- _PROVIDED PASSAGE_:
= = = =

Hi
the scenario is File to Proxy, i have to read a pdf files content(all text) i have written the code
import java.io.IOException;
import java.io.FileReader;
import java.io.BufferedReader;
import java.io.*;
import org.apache.pdfbox.util.*;
import org.apache.pdfbox.pdmodel.*;
class ReadPdf
{
public static void main(String args[])
{
PDDocument pd;
BufferedWriter wr;
try {
File input = new File("original.pdf"); // The PDF file from where you would like to extract
File output = new File("SampleText.txt"); // The text file where you are going to store the extracted data
pd = PDDocument.load(input);
System.out.println(pd.getNumberOfPages()); //prints number of pages
System.out.println(pd.isEncrypted()); //false as not encrypted
pd.save("CopyOfOriginal.pdf"); // Creates a copy called "CopyOforiginal.pdf"
PDFTextStripper stripper = new PDFTextStripper();
stripper.setStartPage(1); //Start extracting from page 1
stripper.setEndPage(1); //Extract till page 1
wr = new BufferedWriter(new OutputStreamWriter(new FileOutputStream(output)));
stripper.writeText(pd, wr);
if (pd != null) {
pd.close();
}
// I use close() to flush the stream.
wr.close();
}
catch (Exception e)
{
e.printStackTrace();
}
}
}
it works i have modified it to work in java mapping as
import java.io.InputStream;
import java.io.OutputStream;
import java.util.Map;
import java.util.HashMap;
import java.io.IOException;
import java.io.FileReader;
import java.io.BufferedReader;
import java.io.*;
import org.apache.pdfbox.util.*;
import org.apache.pdfbox.pdmodel.*;
import com.sap.aii.mapping.api.AbstractTransformation;
import com.sap.aii.mapping.api.StreamTransformationException;
import com.sap.aii.mapping.api.TransformationInput;
import com.sap.aii.mapping.api.TransformationOutput;
public class PdftoXml extends AbstractTransformation
{
public void transform(TransformationInput in, TransformationOutput out) throws StreamTransformationException
{
PDDocument pd;
BufferedWriter wr;
try {
pd = PDDocument.load(in.getInputPayload().getInputStream()); //convert Tranformationimput to inputstream than pass it to PDDocument constructor to read Pdf from Inputstream.

= = = =

- _MATERIAL SHOWN_:
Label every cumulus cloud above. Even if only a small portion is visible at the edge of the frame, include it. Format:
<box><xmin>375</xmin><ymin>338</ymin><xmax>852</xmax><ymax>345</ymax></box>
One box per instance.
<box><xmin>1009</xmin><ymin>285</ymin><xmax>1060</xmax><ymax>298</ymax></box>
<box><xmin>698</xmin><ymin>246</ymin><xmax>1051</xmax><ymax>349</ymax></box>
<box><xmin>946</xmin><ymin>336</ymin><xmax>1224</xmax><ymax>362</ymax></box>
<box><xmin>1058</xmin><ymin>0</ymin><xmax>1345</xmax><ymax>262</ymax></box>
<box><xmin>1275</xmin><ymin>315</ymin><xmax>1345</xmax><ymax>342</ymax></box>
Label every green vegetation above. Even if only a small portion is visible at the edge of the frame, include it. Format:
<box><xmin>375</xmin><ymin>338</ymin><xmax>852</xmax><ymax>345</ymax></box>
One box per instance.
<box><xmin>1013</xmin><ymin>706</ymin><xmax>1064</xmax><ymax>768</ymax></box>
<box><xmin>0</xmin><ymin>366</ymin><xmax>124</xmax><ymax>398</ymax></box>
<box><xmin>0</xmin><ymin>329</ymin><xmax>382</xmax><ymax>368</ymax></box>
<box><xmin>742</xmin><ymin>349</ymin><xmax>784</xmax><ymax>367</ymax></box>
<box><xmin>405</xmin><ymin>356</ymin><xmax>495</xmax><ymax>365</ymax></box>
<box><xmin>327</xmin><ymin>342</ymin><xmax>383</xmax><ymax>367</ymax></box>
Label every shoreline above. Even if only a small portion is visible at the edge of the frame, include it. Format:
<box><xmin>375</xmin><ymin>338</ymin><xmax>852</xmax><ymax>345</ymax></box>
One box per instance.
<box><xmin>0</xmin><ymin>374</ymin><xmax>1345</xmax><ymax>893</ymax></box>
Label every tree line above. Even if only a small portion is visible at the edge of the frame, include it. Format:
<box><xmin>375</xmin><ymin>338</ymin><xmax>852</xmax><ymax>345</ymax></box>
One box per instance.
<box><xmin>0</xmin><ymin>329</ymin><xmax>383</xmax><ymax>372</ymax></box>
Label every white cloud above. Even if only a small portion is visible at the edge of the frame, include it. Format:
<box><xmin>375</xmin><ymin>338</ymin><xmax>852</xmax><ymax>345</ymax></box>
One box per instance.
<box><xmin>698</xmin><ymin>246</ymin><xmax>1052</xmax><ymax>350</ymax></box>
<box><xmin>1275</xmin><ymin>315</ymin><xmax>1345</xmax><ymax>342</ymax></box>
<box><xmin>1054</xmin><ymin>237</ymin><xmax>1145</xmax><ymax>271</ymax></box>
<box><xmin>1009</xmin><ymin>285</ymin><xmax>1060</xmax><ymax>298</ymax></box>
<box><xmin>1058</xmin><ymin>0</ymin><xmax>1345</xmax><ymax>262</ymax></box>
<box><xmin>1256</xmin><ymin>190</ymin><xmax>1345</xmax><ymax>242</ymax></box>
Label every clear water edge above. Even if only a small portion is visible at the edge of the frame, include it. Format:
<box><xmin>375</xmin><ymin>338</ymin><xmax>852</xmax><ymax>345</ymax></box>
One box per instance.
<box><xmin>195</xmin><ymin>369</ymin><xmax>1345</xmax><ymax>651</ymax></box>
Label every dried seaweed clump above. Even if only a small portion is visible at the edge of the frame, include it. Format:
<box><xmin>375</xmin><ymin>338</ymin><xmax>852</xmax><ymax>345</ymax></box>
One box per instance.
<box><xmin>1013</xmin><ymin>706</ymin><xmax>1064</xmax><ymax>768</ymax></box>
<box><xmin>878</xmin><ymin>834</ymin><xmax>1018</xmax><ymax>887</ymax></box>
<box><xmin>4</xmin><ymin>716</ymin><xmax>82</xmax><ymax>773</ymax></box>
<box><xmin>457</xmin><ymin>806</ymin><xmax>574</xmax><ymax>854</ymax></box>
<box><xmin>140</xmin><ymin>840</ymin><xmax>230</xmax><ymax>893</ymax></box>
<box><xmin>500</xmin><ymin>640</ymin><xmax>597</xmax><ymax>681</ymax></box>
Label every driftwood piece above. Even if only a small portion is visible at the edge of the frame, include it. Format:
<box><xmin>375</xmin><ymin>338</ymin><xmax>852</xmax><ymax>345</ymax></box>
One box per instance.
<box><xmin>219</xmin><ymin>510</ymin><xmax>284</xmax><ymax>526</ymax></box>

= = = =

- _REQUIRED WORK_:
**1.** In the PDF-reading forum post, shorten the paragraph that begins "the scenario is File to Proxy" into one sentence that keeps its main facts.
**2.** Translate into Spanish this comment from the PDF-reading forum post: "I use close() to flush the stream."

- _COMPLETE ANSWERS_:
**1.** For a File to Proxy scenario, the poster must read all the text in a PDF file and has written code to do so.

**2.** Uso close() para vaciar el flujo.